Work to be completed – Below is a set of records; print all of them exactly as written.
— Begin Records for the task —
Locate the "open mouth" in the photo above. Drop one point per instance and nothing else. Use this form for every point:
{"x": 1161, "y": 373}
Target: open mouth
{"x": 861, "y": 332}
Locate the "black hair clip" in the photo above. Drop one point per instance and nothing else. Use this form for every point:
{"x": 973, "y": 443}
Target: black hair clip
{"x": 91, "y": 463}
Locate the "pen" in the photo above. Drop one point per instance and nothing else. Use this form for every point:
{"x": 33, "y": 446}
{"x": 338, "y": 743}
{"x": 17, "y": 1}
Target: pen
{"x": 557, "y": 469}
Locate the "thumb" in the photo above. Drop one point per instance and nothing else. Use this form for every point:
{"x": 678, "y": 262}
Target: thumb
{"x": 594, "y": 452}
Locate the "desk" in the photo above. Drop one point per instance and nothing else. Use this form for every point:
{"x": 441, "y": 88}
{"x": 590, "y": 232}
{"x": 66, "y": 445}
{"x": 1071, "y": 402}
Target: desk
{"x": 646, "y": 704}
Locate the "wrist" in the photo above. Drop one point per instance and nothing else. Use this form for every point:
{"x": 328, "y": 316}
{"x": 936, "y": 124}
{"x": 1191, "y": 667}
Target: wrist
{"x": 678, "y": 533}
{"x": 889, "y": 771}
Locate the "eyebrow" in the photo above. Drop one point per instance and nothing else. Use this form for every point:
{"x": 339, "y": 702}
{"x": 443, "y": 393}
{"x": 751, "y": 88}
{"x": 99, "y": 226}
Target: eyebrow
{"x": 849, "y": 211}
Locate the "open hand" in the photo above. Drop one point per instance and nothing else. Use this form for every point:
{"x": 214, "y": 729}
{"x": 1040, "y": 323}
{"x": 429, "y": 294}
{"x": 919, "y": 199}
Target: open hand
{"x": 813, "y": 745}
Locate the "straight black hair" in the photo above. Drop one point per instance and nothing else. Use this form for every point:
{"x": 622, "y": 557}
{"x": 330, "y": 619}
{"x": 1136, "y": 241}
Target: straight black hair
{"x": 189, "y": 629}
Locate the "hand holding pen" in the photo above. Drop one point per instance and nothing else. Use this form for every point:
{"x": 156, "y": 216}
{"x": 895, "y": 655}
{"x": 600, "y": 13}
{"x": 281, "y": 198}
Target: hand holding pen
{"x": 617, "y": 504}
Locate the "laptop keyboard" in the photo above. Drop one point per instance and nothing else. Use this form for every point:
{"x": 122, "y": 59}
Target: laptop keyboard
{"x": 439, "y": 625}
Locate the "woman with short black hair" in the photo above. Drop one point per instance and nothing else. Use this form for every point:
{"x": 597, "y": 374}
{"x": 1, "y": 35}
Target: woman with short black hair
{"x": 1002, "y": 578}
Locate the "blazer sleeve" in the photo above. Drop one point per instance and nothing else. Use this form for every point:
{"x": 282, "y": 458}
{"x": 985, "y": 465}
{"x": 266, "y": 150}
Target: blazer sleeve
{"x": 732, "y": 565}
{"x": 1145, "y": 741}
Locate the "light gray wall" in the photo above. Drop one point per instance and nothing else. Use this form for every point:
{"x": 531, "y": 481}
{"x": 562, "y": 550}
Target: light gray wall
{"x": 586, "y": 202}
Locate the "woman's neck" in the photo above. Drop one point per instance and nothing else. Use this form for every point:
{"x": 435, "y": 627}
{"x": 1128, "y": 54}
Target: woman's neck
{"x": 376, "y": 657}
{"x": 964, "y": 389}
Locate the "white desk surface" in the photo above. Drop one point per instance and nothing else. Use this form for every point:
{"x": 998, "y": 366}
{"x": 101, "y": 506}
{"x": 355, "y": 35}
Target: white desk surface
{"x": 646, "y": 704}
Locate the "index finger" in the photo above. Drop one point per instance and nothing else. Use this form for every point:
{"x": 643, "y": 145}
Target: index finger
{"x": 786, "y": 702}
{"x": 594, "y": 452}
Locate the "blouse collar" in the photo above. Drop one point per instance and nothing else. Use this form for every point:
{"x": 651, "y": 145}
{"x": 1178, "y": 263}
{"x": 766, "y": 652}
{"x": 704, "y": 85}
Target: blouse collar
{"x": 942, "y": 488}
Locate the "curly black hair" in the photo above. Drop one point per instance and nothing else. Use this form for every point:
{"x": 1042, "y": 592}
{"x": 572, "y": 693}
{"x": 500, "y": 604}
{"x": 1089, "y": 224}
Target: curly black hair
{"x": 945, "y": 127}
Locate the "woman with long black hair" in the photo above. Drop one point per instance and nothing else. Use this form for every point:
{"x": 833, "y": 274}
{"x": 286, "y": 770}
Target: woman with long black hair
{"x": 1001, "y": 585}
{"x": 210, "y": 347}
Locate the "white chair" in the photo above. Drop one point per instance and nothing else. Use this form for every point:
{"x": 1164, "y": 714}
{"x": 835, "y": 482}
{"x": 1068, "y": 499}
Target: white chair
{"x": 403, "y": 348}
— End Records for the task —
In response –
Locate the "open mouth" in the photo above. Drop one point per instance and nothing else. Use this form for every point:
{"x": 1161, "y": 373}
Target: open mouth
{"x": 861, "y": 332}
Locate the "black hair clip" in the photo above. Drop one point per instance and nothing else. Use this form for every point:
{"x": 973, "y": 443}
Target: black hair clip
{"x": 91, "y": 463}
Locate the "pen" in the photo above. Drop one point per instance and nothing else. Use this form for every point:
{"x": 33, "y": 446}
{"x": 338, "y": 743}
{"x": 17, "y": 1}
Target: pen
{"x": 557, "y": 469}
Locate the "thumb" in the photo above. Drop one point per instance and nothing else. Use this form for every point:
{"x": 678, "y": 262}
Target: thumb
{"x": 594, "y": 452}
Locate the "desk" in the photo above. Drop one point per instance and nothing else. Use this form for every point:
{"x": 441, "y": 88}
{"x": 590, "y": 232}
{"x": 66, "y": 445}
{"x": 1071, "y": 402}
Target: desk
{"x": 646, "y": 704}
Locate the "wrist" in the photo above. Drop one point per instance and nothing else. Use this form for every point:
{"x": 328, "y": 316}
{"x": 936, "y": 124}
{"x": 1191, "y": 667}
Target: wrist
{"x": 678, "y": 533}
{"x": 889, "y": 771}
Locate the "eyebrow" in the photo above. Drop one point per instance and nothing else. Use this form for every point:
{"x": 339, "y": 702}
{"x": 443, "y": 393}
{"x": 751, "y": 88}
{"x": 99, "y": 226}
Target: eyebrow
{"x": 849, "y": 211}
Locate the "open hand" in the photo above. Drop one point per instance and nothing else. Use this form for every point:
{"x": 214, "y": 729}
{"x": 1040, "y": 323}
{"x": 429, "y": 294}
{"x": 919, "y": 199}
Target: open hand
{"x": 813, "y": 745}
Locate the "straight black hair" in the photo above. Drop one point per instance and nothing else. Use this form for every point:
{"x": 622, "y": 557}
{"x": 330, "y": 619}
{"x": 1136, "y": 241}
Target: straight black hair
{"x": 189, "y": 629}
Locate the "hand holding pen" in the photo above. Drop one point per instance and nothing else. Use this form for every point:
{"x": 156, "y": 216}
{"x": 895, "y": 655}
{"x": 600, "y": 13}
{"x": 281, "y": 198}
Target: hand holding pen
{"x": 617, "y": 504}
Locate the "laptop keyboard" in the photo above. Drop one point per instance and nothing else. Use this form for every point:
{"x": 122, "y": 59}
Target: laptop keyboard
{"x": 439, "y": 625}
Locate the "woman with short black hair" in the photo above. Drop one point per instance and nothing else. Use this form for every point:
{"x": 597, "y": 374}
{"x": 1, "y": 35}
Target: woman with short black hair
{"x": 1002, "y": 578}
Locate the "blazer sleeve" in the photo above. Drop one point per instance and nothing else. Use this form for every point:
{"x": 282, "y": 458}
{"x": 985, "y": 465}
{"x": 266, "y": 150}
Target: blazer sleeve
{"x": 732, "y": 565}
{"x": 1145, "y": 741}
Locate the "light gray wall" in the photo above. Drop one point per instance and nothing else. Use this form for every point:
{"x": 531, "y": 481}
{"x": 562, "y": 550}
Target: light gray wall
{"x": 586, "y": 202}
Locate the "woman's neck" in the photo above. Drop one point per instance and nothing else. Use this form for every point:
{"x": 435, "y": 627}
{"x": 1128, "y": 54}
Target: woman's neck
{"x": 376, "y": 657}
{"x": 964, "y": 389}
Locate the "white desk surface" in the photo above. Drop one point per instance and nothing else. Use this form for every point:
{"x": 998, "y": 366}
{"x": 101, "y": 506}
{"x": 355, "y": 35}
Target: white desk surface
{"x": 646, "y": 704}
Locate the "index finger" in the photo above. Drop one point per instance and nothing else. Use this form for every point:
{"x": 643, "y": 145}
Target: index finger
{"x": 786, "y": 702}
{"x": 594, "y": 452}
Locate the "blouse collar" in the photo above. Drop one point per instance and nothing else. Use this form for every point:
{"x": 651, "y": 145}
{"x": 1178, "y": 263}
{"x": 766, "y": 652}
{"x": 704, "y": 85}
Target: blouse collar
{"x": 942, "y": 488}
Locate the "curly black hair" in the photo above. Drop one point per instance and nothing else. Use this form for every point:
{"x": 1042, "y": 592}
{"x": 572, "y": 693}
{"x": 500, "y": 604}
{"x": 1089, "y": 224}
Target: curly black hair
{"x": 945, "y": 127}
Locate the "woman with long black hair" in the photo above. Drop one point per instance and nothing else. Use this form for every point:
{"x": 833, "y": 274}
{"x": 286, "y": 770}
Target: woman with long black hair
{"x": 1001, "y": 585}
{"x": 210, "y": 347}
Locate the "white chair" in the photo above. Drop one point per instance and nothing else. Use this form for every point:
{"x": 1164, "y": 714}
{"x": 835, "y": 482}
{"x": 1068, "y": 499}
Target: white chair
{"x": 403, "y": 348}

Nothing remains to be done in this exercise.